→ **INPUT**:

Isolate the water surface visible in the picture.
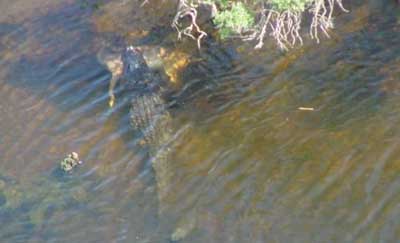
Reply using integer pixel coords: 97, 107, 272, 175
0, 0, 400, 242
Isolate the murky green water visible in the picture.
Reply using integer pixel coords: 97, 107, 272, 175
0, 0, 400, 242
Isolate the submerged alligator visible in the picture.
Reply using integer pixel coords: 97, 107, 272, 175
99, 46, 172, 224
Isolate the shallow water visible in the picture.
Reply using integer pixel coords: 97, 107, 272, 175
0, 0, 400, 242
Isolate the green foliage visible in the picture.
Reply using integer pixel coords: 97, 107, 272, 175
268, 0, 313, 12
213, 0, 254, 39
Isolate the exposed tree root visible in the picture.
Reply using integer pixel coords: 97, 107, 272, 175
143, 0, 348, 50
172, 0, 207, 49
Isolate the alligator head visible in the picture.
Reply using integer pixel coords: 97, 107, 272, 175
122, 46, 150, 88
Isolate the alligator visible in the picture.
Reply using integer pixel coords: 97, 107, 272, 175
98, 46, 171, 201
99, 46, 195, 241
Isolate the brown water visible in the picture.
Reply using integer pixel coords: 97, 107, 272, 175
0, 0, 400, 242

→ **BRIEF**: Can you copy the records word for word, from the first line through the line containing "99, 46, 195, 241", leaving the pictures out?

→ **RESULT**:
Isolate the water surface visible in the picture.
Reply using integer pixel coords: 97, 107, 272, 175
0, 0, 400, 242
Isolate the murky green water visible in the picture.
Reply using integer pixel coords: 97, 107, 272, 175
0, 0, 400, 242
Isolate the submerged alligator visible in the picture.
Reply using integer pixel coords: 97, 107, 272, 175
99, 46, 172, 224
Isolate the shallow water visible in the picture.
Reply using integer pixel coords: 97, 107, 272, 175
0, 0, 400, 242
Isolate the green foliage visible in the picture.
Reply using integer pixel coords: 97, 107, 272, 175
268, 0, 313, 12
213, 0, 254, 39
Isolate the exposed tree root visible in the picture.
Reply using integer pixel coords: 97, 107, 272, 175
143, 0, 348, 50
172, 0, 207, 49
Isolate the alligator head visible in the picture.
Reply using integer pixel coords: 97, 107, 272, 175
122, 46, 150, 88
Isolate the alligator visible in the picture.
Reply using integer pixel coords: 97, 107, 272, 175
98, 46, 171, 201
99, 46, 195, 241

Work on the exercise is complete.